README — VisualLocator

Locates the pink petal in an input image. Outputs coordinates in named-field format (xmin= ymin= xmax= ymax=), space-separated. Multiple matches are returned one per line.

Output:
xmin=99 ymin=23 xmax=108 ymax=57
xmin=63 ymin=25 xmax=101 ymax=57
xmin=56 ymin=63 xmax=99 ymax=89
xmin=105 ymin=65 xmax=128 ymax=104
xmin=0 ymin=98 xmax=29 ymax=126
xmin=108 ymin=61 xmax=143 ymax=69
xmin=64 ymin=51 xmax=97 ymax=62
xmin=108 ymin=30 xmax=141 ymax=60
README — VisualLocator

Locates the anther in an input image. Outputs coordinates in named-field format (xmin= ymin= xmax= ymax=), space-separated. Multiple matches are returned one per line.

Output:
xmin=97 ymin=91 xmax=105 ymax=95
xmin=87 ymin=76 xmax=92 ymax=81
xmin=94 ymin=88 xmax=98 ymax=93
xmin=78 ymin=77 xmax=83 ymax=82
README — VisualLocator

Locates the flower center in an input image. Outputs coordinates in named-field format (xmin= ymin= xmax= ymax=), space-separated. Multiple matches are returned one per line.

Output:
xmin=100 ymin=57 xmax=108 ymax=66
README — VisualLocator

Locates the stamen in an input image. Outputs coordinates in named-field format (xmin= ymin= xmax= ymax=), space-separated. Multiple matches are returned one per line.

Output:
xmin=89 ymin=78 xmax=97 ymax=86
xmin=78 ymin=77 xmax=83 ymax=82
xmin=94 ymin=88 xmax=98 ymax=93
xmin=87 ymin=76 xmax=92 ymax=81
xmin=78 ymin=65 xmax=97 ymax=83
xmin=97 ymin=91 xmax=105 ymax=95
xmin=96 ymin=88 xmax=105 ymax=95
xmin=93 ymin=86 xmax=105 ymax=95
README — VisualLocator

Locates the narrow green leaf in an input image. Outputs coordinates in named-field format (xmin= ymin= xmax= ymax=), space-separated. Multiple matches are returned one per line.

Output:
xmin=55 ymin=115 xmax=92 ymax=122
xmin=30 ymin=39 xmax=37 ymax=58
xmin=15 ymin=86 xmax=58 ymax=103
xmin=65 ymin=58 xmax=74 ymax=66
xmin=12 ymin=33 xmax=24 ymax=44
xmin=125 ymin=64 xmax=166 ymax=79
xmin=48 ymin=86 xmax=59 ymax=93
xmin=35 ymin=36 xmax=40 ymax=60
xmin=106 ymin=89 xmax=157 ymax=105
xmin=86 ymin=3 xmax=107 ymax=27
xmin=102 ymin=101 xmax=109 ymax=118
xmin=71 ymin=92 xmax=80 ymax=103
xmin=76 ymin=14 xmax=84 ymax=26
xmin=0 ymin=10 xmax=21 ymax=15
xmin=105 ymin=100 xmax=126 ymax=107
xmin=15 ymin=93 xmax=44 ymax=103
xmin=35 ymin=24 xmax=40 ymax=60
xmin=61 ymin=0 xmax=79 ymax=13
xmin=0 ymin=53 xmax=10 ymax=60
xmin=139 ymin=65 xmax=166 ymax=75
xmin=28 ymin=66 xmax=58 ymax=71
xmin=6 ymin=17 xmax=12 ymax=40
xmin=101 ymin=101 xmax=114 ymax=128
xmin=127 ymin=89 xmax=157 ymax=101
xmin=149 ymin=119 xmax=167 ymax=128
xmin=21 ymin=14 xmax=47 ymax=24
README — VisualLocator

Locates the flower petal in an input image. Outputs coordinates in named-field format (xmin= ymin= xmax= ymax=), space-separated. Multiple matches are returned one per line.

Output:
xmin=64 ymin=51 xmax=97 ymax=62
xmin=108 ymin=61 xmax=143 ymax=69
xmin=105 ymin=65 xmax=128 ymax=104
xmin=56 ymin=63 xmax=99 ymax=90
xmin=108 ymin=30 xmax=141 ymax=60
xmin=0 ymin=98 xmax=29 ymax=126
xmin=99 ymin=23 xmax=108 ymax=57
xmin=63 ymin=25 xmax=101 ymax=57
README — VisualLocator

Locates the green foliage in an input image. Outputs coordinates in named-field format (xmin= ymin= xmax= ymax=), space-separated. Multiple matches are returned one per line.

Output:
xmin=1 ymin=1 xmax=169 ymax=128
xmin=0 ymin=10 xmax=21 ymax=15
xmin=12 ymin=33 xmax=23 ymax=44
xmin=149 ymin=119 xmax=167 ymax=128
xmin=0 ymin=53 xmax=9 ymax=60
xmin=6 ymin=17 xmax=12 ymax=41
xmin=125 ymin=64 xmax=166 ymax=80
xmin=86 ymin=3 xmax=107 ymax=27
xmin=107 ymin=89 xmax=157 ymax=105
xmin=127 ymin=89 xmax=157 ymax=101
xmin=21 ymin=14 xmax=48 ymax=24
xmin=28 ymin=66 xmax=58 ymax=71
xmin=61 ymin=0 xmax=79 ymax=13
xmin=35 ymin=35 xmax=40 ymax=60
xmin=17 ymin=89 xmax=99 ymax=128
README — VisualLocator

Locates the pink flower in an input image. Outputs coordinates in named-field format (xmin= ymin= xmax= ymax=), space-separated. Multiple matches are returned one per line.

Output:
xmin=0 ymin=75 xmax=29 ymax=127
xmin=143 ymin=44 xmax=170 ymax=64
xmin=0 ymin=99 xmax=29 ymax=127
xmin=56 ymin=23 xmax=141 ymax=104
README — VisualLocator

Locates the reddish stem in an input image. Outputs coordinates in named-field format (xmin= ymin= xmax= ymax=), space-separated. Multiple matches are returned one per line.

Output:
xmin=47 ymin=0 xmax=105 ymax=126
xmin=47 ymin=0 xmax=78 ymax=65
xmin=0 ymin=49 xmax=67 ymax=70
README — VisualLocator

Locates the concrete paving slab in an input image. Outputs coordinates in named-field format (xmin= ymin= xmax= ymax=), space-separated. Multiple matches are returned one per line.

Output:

-------

AIM OF THE EXERCISE >>
Your answer should hold every line of the entries that contains the string "flower".

ANSWER TO THIS PROBLEM >>
Locates the flower center in an input image. Outputs coordinates in named-field format (xmin= ymin= xmax= ymax=), space-separated. Multiple matches are returned one per line.
Locates the flower petal in an input image. Outputs coordinates in named-field format (xmin= ymin= xmax= ymax=), space-separated. Multiple matches are returned one per line.
Locates the pink flower in an input image. Outputs coordinates in named-field format (xmin= ymin= xmax= ymax=), space-separated. Multiple matches are returned one per line.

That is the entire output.